Put every line of the items below into a Markdown table with the columns No. and Line, numbering the rows in order and skipping any blank lines.

Point labels for objects
● ● ● ● ● ● ●

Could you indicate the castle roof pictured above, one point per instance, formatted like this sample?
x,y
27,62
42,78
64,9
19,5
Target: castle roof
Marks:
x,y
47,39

● ● ● ● ● ● ●

▶ [Problem solution]:
| No. | Line |
|---|---|
| 1 | Could you indicate the castle roof pictured above, one point per instance, formatted like this sample? |
| 2 | x,y |
| 3 | 27,62 |
| 4 | 42,78 |
| 5 | 64,9 |
| 6 | 19,5 |
| 7 | Target: castle roof |
| 8 | Marks: |
| 9 | x,y |
| 10 | 47,39 |